[Records from a dataset]
=== Begin Enclosure ===

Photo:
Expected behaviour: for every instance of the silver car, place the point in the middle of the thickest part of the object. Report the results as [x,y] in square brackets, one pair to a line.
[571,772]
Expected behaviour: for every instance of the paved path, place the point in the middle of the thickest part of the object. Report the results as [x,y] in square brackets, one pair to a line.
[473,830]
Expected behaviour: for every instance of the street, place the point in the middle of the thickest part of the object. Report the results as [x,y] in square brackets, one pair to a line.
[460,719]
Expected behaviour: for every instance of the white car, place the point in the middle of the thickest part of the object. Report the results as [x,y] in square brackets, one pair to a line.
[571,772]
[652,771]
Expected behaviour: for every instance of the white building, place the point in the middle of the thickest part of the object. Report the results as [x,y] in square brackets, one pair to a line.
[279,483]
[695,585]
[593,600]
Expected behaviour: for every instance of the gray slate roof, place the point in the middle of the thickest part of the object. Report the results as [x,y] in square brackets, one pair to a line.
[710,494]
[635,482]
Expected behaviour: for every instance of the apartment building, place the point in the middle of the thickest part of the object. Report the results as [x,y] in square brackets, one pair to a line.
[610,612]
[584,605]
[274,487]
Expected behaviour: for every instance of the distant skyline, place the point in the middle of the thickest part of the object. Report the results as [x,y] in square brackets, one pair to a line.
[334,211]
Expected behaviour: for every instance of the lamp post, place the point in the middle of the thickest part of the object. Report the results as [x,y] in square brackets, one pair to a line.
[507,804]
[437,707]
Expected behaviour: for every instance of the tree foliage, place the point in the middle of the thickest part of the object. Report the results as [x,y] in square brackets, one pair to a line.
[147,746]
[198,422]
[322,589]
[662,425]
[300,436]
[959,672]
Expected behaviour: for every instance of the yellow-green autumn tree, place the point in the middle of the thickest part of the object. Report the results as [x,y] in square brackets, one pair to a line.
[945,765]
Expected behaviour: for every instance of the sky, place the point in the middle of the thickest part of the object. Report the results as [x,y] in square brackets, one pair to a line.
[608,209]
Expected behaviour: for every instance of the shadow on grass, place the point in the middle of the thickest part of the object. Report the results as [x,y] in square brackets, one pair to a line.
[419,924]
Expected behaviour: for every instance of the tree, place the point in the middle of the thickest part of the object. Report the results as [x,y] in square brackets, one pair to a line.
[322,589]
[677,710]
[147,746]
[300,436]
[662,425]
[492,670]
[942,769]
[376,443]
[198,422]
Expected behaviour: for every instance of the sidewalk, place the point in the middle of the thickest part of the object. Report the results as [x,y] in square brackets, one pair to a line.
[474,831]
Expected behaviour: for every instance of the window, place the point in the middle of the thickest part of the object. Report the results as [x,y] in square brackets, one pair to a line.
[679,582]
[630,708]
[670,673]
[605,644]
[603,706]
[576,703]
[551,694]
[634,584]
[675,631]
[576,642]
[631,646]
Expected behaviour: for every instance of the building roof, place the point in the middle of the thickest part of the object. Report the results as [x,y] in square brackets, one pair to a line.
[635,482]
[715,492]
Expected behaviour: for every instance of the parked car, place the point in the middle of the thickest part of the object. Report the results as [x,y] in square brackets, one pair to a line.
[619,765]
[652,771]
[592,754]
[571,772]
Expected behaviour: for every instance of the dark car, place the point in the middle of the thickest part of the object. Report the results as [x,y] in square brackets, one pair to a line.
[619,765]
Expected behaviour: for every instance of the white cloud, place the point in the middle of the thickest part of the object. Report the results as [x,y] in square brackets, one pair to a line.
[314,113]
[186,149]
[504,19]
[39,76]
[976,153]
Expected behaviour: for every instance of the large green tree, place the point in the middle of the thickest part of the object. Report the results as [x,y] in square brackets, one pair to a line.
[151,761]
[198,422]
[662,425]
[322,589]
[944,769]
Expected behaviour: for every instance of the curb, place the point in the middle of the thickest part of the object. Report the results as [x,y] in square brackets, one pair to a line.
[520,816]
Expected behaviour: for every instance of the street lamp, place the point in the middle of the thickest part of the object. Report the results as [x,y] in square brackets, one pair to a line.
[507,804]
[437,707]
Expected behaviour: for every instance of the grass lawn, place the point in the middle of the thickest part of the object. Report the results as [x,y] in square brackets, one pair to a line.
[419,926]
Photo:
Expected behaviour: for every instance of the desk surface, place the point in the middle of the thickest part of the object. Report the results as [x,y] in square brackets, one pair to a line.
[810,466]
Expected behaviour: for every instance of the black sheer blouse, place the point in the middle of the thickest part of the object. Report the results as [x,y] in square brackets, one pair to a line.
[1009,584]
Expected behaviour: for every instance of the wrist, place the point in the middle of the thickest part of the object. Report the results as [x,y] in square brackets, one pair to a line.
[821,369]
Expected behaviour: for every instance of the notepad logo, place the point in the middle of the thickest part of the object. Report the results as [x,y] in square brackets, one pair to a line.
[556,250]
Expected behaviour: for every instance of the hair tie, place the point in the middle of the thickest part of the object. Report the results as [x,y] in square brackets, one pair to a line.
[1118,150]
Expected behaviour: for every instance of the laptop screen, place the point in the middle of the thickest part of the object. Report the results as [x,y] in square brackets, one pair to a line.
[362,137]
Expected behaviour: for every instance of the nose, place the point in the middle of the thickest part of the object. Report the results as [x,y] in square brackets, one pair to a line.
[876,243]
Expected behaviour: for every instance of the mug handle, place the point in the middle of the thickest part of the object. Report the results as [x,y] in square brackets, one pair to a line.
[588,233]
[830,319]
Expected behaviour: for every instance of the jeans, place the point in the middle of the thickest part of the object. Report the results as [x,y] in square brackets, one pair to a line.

=== End Enclosure ===

• _Problem statement_: What is needed here is an exact copy of every record.

• _Output of the task_:
Photo:
Expected behaviour: for every instance of the silver car, place the point in the middle of the thickest part of the object. Report the results as [x,y] in square brackets, one pair to a line.
[571,772]
Expected behaviour: for every instance of the paved path, place the point in the middle of the thickest part of the object. Report the results as [x,y] in square brackets, one pair to a line.
[473,830]
Expected behaviour: for every instance of the street, place the point in the middle of the thickest part of the object. Report the results as [x,y] in square brackets, one pair to a line.
[460,719]
Expected behaviour: for every instance of the white car, place the point in the middle of the thickest part of the object. Report the results as [x,y] in square brackets, one pair to a line.
[571,772]
[652,771]
Expected behaviour: for every instance of the white building, place the point in the middle of the thickest part of the object. Report the results as [x,y] in square brackets, one pair to a line.
[279,483]
[695,585]
[593,600]
Expected behaviour: for every instance of the gray slate roof, place the point in the middle of the thickest part of the object. Report the results as [x,y] in square brackets, one pair to a line.
[710,494]
[635,482]
Expected behaviour: for every instance of the apartment building, place the point in the middle of the thickest part of the object. Report the results as [x,y] in square brackets, one pair to a line.
[610,612]
[584,605]
[274,487]
Expected behaviour: for every instance of the distant skyline, place the point in the middle of the thickest part of the object. Report the results as [x,y] in square brackets, one pair to a line.
[334,211]
Expected behaviour: for every instance of the lamp post, place the point in the middle of the thickest part of the object. Report the results as [x,y] in square brackets, one pair to a line.
[507,804]
[437,707]
Expected behaviour: for every instance of the tree foliage, place the point in the middle of the thickest part of the object. Report the results as [x,y] in square brackets, one pair to a line.
[147,746]
[198,422]
[322,589]
[662,425]
[300,436]
[959,672]
Expected behaviour: for every instance of the yellow-green autumn tree, place the point in the middle of the thickest part of the object. Report the results as [x,y] in square brackets, one pair to a line.
[945,765]
Expected behaviour: for every instance of the sky, place the point in the middle of the thickest part of the object. Report the results as [x,y] in square brackets, one pair to a line.
[608,209]
Expected behaviour: for every instance of the shadow on grass, place the point in the middle of the thickest part of the object. Report the results as [x,y] in square brackets, one pair to a line.
[419,924]
Expected behaviour: for every instance of the tree, place the point in the middle of the thickest part of the object. Report the results as [x,y] in square brackets, one pair to a line.
[322,589]
[677,710]
[147,746]
[300,436]
[662,425]
[492,670]
[942,769]
[376,443]
[198,422]
Expected behaviour: for every instance of the sidewalk, place the point in the middle of the thickest part of the object. Report the results as [x,y] in square brackets, one pair to a line.
[474,831]
Expected behaviour: for every instance of the window, place the point in the middle of the thickest part of the object. Report the results as [x,y] in square brackets, one pair to a line.
[679,582]
[630,708]
[670,673]
[605,644]
[603,706]
[576,703]
[551,694]
[634,584]
[675,631]
[576,642]
[631,646]
Expected behaviour: for every instance of the building roof, place the point in the middle of the thickest part of the object. Report the results as [x,y] in square brackets, one pair to a line.
[635,482]
[715,492]
Expected behaviour: for every instance of the parked car, place the point in the middle of the thickest part of the object. Report the results as [x,y] in square brackets, one pair to a line.
[619,765]
[652,771]
[592,754]
[571,772]
Expected behaviour: for every instance of the dark car, place the point in the middle of the thickest part of the object. Report the results as [x,y] in square brackets, one pair to a line.
[619,765]
Expected behaviour: for every instance of the white cloud, place the point in the middle of the thickest part of the object. Report the results as [x,y] in square brackets, one pair to a line.
[314,113]
[186,149]
[504,19]
[39,76]
[976,153]
Expected behaviour: for every instance of the large green tree, place the point in the middle of the thickest part of the object. Report the results as [x,y] in square brackets, one pair to a line.
[151,761]
[198,422]
[662,425]
[322,589]
[944,769]
Expected behaviour: for every instance of the curb, place the point in the middle of the thickest part of the object. Report the results as [x,y] in square brackets, one pair to a line.
[520,816]
Expected behaviour: for every instance of the street lamp, place the point in the middle of the thickest part of the object. Report the results as [x,y] in square brackets, one pair to a line.
[507,804]
[437,707]
Expected behaviour: for every instance of the grass lawn, place the point in the middle of the thickest part of the object. Report the results as [x,y] in square brackets, one pair to a line.
[419,926]
Photo:
Expected behaviour: for every instance of the desk surface, place the point in the middle of the thickest part of the object. Report the results as [x,y] in square brackets, one pair to a line.
[810,466]
Expected behaviour: for every instance of the black sheer blouse, place the point in the middle of the thickest part of the object. Report the results as [x,y] in square brackets, one pair to a line.
[1009,584]
Expected behaviour: for every instance of the wrist, place the point in the middle of the thickest part of the object. Report the results as [x,y] in square brackets, one pair to a line.
[821,369]
Expected behaviour: for every instance of the notepad logo, place the point in the middle of the thickest part of the object. Report the results as [x,y] in square brackets, one pair to a line.
[556,250]
Expected behaviour: for every instance of the hair tie, place the point in the middle of the thickest part of the object. Report the results as [x,y] in square brackets, one pair to a line.
[1118,150]
Expected behaviour: for every instance of the laptop screen, place the point in the middle of the thickest part of the object. Report the results as [x,y] in square brackets, one pair to a line.
[362,137]
Expected behaviour: for every instance of the nose, place the point in the middle of the thickest part of the object. Report the results as [x,y] in square brackets, one pair to a line.
[876,243]
Expected behaviour: for every instance of the mug handle, place the point in the middle of the thickest part of the object. Report the results as [x,y] in square brackets, one pair to a line.
[588,233]
[830,319]
Expected behaviour: for every instance of the jeans, place the point in the middle of the thickest part of the object. Report the results as [x,y] in square brackets, one pair to a line.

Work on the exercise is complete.